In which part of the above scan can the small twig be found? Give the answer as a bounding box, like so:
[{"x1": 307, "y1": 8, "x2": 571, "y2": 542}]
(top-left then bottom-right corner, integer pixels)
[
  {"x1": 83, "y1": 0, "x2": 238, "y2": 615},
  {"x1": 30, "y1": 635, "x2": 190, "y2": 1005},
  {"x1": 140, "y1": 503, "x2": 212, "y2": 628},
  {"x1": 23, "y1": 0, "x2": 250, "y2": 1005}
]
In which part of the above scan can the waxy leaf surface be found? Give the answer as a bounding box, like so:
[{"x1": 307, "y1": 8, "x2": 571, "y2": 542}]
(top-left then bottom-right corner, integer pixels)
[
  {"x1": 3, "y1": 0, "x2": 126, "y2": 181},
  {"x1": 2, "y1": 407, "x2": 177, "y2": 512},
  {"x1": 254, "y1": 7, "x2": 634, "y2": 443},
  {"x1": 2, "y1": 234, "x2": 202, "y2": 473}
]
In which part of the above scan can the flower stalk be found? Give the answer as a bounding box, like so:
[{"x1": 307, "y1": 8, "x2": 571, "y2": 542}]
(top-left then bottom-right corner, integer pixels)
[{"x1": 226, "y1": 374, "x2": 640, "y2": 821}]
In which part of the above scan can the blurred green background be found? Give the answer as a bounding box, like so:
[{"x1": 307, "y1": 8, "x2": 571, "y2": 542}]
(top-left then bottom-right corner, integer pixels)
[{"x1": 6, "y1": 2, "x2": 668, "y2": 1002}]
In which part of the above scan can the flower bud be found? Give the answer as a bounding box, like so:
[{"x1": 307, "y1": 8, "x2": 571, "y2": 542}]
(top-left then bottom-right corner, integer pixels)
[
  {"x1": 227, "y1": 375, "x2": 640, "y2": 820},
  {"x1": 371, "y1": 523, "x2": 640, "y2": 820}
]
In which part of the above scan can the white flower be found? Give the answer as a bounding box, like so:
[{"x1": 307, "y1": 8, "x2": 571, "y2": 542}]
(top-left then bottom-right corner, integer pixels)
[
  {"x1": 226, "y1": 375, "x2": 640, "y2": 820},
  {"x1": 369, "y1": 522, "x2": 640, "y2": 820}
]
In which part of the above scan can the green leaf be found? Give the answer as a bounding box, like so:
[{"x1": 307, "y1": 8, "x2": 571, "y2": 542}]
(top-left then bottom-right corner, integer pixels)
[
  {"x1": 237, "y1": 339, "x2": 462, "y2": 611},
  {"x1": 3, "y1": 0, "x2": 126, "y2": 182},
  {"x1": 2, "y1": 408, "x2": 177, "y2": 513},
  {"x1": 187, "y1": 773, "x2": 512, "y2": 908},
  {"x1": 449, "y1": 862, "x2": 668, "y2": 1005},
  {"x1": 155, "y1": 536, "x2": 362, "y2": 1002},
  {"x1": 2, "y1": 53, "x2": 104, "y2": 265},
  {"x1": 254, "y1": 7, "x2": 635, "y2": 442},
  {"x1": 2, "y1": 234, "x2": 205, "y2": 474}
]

═══

Retype the data exactly, starting with the line that contains "In which part of the above scan can the green" and going on through the end.

In which part of the above scan can the green leaf be found? Give the answer as a bounding box, like so:
[{"x1": 307, "y1": 8, "x2": 571, "y2": 542}]
(top-left then bottom-right corner, integer pixels)
[
  {"x1": 237, "y1": 339, "x2": 462, "y2": 611},
  {"x1": 3, "y1": 0, "x2": 126, "y2": 182},
  {"x1": 2, "y1": 408, "x2": 177, "y2": 513},
  {"x1": 187, "y1": 773, "x2": 512, "y2": 908},
  {"x1": 449, "y1": 862, "x2": 668, "y2": 1005},
  {"x1": 155, "y1": 536, "x2": 362, "y2": 1002},
  {"x1": 2, "y1": 53, "x2": 104, "y2": 265},
  {"x1": 254, "y1": 7, "x2": 635, "y2": 442},
  {"x1": 2, "y1": 234, "x2": 205, "y2": 474}
]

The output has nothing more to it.